DATASET ROWS →
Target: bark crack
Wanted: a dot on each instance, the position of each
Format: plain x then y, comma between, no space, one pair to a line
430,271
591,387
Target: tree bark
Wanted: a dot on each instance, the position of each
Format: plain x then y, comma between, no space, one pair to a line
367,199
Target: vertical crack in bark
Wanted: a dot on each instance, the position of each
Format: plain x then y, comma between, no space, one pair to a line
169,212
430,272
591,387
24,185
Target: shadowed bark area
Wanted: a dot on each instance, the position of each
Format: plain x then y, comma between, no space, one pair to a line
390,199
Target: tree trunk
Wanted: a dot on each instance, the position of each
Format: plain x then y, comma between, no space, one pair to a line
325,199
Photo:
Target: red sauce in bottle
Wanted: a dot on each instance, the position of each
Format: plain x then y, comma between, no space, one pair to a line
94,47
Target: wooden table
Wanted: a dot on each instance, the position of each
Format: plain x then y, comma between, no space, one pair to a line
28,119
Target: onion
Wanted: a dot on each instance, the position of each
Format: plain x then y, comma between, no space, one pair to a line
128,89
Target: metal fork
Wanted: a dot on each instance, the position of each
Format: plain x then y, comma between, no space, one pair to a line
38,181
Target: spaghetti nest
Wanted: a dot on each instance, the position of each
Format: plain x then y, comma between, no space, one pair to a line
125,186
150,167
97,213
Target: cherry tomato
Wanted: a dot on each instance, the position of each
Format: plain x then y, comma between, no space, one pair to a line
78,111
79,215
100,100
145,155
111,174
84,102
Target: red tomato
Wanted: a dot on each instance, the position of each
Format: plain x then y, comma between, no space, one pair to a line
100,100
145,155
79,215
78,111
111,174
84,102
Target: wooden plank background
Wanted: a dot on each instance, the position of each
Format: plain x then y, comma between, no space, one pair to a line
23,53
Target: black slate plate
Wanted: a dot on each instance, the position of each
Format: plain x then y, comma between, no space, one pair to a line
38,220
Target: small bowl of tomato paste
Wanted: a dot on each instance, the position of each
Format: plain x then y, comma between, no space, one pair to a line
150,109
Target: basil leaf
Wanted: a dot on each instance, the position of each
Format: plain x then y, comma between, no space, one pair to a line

==

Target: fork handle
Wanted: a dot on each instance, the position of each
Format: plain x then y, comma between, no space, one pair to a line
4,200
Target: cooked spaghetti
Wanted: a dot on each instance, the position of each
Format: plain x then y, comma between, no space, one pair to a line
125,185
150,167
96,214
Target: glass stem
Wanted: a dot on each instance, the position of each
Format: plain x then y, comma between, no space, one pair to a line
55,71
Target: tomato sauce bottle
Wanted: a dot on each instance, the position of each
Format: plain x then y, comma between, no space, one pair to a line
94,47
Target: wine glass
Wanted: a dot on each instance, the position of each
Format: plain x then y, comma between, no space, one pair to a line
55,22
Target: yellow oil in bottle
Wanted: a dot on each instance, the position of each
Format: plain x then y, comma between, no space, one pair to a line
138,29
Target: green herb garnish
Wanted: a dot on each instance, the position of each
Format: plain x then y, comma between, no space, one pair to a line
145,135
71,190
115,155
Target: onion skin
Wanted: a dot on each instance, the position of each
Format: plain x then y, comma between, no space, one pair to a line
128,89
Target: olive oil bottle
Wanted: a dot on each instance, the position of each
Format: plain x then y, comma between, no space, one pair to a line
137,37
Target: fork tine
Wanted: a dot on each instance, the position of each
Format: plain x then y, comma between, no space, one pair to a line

WRITTEN PROBLEM → Locate every line in the data above that contains the string "fork", treating uppercase and lowercase as different, and copy each of those lines.

WRITTEN RESPONSE →
Target: metal fork
Target: fork handle
Target: fork tine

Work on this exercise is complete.